* Assignment *
The answer is the full set of records, given again exactly and without images.

* Data in this exercise *

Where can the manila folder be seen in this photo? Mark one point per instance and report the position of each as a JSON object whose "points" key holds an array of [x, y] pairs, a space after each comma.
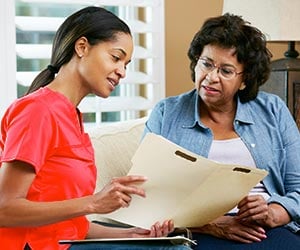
{"points": [[183, 186]]}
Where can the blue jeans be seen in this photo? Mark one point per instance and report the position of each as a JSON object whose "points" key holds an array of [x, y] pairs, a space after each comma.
{"points": [[279, 238]]}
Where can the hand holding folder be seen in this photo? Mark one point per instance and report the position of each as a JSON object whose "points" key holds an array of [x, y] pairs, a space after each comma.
{"points": [[183, 186]]}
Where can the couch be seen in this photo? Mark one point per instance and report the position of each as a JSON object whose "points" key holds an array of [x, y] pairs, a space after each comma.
{"points": [[114, 146]]}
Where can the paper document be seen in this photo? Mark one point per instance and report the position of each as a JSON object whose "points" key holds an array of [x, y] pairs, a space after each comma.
{"points": [[174, 240], [183, 186]]}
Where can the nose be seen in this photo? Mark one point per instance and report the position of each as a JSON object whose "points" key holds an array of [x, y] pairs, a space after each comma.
{"points": [[121, 71], [214, 74]]}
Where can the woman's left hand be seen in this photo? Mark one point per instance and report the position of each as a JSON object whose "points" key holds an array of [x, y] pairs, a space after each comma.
{"points": [[255, 209], [157, 230]]}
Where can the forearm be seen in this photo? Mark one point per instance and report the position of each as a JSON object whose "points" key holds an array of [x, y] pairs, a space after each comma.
{"points": [[100, 231], [277, 216], [21, 212]]}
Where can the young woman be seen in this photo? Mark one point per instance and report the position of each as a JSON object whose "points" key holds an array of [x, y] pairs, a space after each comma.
{"points": [[47, 174]]}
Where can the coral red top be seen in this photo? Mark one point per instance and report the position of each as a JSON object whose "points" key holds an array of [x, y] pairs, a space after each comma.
{"points": [[45, 130]]}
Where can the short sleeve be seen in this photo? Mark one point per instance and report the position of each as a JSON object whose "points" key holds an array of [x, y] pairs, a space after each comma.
{"points": [[27, 131]]}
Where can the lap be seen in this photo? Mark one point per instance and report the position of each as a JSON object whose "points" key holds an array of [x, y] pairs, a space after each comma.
{"points": [[277, 239]]}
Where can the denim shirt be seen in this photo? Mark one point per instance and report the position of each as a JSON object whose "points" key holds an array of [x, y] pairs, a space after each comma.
{"points": [[264, 124]]}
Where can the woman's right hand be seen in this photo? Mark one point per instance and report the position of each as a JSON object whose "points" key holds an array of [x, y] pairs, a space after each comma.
{"points": [[229, 227], [117, 193]]}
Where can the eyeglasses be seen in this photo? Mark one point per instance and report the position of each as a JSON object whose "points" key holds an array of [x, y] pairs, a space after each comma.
{"points": [[227, 72]]}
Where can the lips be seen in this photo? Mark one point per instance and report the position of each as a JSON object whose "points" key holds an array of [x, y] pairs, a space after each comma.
{"points": [[209, 89], [113, 82]]}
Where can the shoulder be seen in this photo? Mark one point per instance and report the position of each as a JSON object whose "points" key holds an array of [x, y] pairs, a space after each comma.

* Exercise answer *
Where can the manila folder be seen in this photo? Mark one point per instance and report the position of each as a JSON object whose "points" key holds an array of [x, y] pairs, a space after each comma.
{"points": [[183, 186]]}
Where can the blue jeans be seen in this photo? Mark one point per instance and report the position of each as a JSON object whose "points" key holds an array of [x, y] pairs, a space after each comma.
{"points": [[279, 238]]}
Where can the hand holding folder be seen in this photo? Mark one point per instance and report the position of each as a JSON object whose "points" key holds an array of [x, y] pairs, a space after each comma.
{"points": [[183, 186]]}
Where can the couch be seen in this photo? Mark one point per instance and report the position of each as a JSON object whose "points" key holds an array of [x, y] pairs, a space after each comma.
{"points": [[114, 146]]}
Where can the paper document be seen in this photo? Mark one point per instance and report the position of each as a JSON object whose "points" key holds an array of [x, y] pairs, a space after each comma.
{"points": [[174, 240], [183, 186]]}
Where can the nose be seen in this photo? Mark one point per instance and report the position of each as a JSON object whose "points" key holds an array of [x, y] pairs, a space after each comma.
{"points": [[121, 71], [214, 74]]}
Where can the woman's left hand be seen in this photo? Mark one point per instance and report the position of each as a JSON object whose "points" key holds an array of [x, y] pairs, a space after each comma.
{"points": [[255, 209], [157, 230]]}
Where can the forearm be seen in this photo? Mark one point per instance and report the position of each as a JSON object whose "points" key holds an array of [x, y] pairs, a space after each comma.
{"points": [[100, 231], [277, 216], [21, 212]]}
Where can the young woman be seen in this photo? Mark one point per instance and report the position of each as a JSON object whose "points" key holds an array of [x, y] pairs, a space after each comma.
{"points": [[47, 174]]}
Where can the coral red top be seen in this photo? Mark one point per instance and report the position of each as a JSON object whose "points" key holds an array of [x, y] pairs, a space after each comma.
{"points": [[45, 130]]}
Where can the short sleeve be seen in this photo? Mark one point per instance and report the position of each as a JSON object whose "points" key holds an array of [x, y] pairs, a space after each comma.
{"points": [[27, 131]]}
Where can the lap be seen in this photo? Mark one point per instance and report the position of each as a JSON object whose "points" key holds an array of [x, y] pairs, a space after each comma.
{"points": [[277, 239]]}
Where can the denim shirt be seen in this photo? Mark one point per instance and report the position of each as a JSON object whose "points" key holds an array of [x, y] pairs, a space after each comma.
{"points": [[264, 124]]}
Where can the woman's right hand be seen in this photo? Mark one point per instance and report the position of each as a JSON object whose "points" key holds an array of [x, y] pairs, a space after each comma.
{"points": [[229, 227], [117, 193]]}
Where can the eyeglasses be seen in this photo? Mark one point per instance and report the position of each as a JSON object whose "points" key holds an array of [x, y] pairs, a space after each comma.
{"points": [[227, 72]]}
Where can the lips be seen in this photo? Mark one point per instance and report the position of each as a JSON object whose "points" key holds an array of [x, y] pairs, a space after each comma.
{"points": [[209, 89], [113, 82]]}
Where can the shoulder be seen in this photo? Mark one point per instance and report the position of each as a JSON object whose "points" key holds an array of [x, y] pairs, a space after each comma.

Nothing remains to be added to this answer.